═══ Extracted data ═══

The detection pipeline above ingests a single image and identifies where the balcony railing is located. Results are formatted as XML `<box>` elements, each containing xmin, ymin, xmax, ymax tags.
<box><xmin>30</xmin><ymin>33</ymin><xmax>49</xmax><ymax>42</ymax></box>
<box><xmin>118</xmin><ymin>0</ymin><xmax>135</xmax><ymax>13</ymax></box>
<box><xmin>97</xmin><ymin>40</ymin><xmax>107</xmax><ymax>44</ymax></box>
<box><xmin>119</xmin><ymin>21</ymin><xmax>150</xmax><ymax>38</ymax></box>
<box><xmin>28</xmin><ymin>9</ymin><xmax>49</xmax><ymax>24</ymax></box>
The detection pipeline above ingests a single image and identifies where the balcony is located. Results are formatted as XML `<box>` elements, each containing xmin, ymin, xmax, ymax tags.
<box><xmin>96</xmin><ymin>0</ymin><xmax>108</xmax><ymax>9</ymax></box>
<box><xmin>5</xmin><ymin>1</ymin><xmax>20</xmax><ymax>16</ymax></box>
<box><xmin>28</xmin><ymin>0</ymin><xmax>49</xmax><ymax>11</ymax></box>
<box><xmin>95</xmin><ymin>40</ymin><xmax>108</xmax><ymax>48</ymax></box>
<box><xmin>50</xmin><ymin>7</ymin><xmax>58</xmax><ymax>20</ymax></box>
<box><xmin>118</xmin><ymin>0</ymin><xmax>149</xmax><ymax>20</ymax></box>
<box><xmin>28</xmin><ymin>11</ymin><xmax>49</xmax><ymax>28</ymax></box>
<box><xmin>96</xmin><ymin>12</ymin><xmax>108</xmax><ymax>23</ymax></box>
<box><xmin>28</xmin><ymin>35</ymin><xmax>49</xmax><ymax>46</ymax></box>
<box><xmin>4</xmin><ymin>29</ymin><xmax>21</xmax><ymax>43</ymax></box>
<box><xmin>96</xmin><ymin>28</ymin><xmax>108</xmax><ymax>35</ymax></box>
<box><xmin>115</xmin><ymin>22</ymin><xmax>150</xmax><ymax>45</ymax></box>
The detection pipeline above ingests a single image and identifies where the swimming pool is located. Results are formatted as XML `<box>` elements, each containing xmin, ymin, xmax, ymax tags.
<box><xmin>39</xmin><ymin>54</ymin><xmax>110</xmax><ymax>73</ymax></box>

═══

_Direction_. Find each line of the data above that contains the word "identifies" and copy those lines in full.

_Response_.
The detection pipeline above ingests a single image and identifies where the balcony railing is located. Results are formatted as XML `<box>` elements, each containing xmin, ymin, xmax, ymax tags.
The detection pipeline above ingests a single image and identifies where the balcony is located. Results are formatted as XML `<box>` elements, each containing xmin, ymin, xmax, ymax tags.
The detection pipeline above ingests a single image and identifies where the swimming pool is located. Results are formatted as XML `<box>` elements, each containing xmin, ymin, xmax, ymax tags.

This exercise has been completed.